Data for this exercise ->
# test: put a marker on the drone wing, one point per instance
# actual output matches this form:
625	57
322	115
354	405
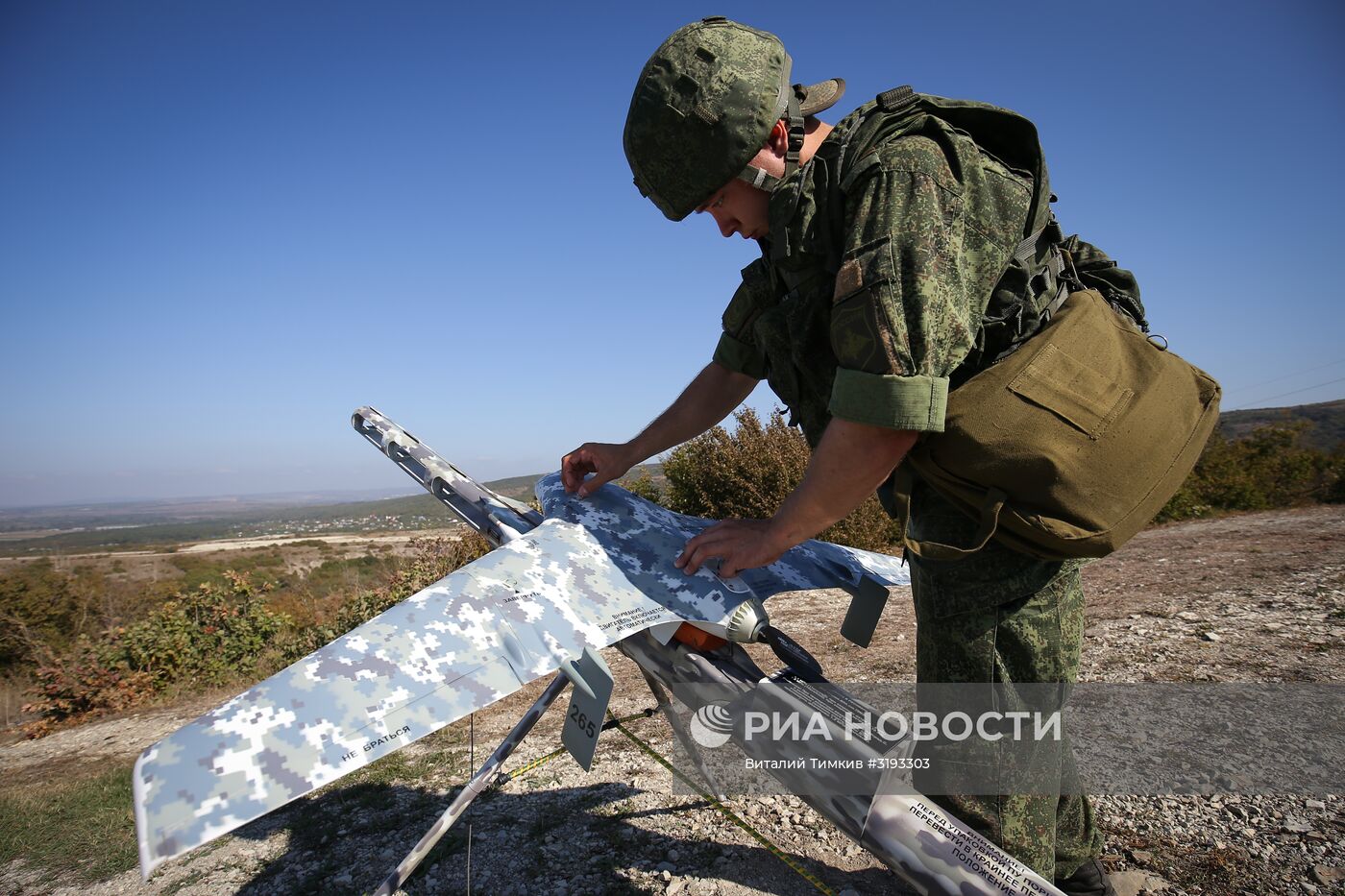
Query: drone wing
463	643
643	539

What is expected -> Switch every "drone wing" in the items to "aircraft wing" and give the lines again with nothing else changed. Leave the pictures out.

Exercise answer ->
# test: put a marker on the aircraft wing, one point per instance
# actual output matches this form:
625	57
322	115
354	405
Query: aircraft wing
463	643
643	539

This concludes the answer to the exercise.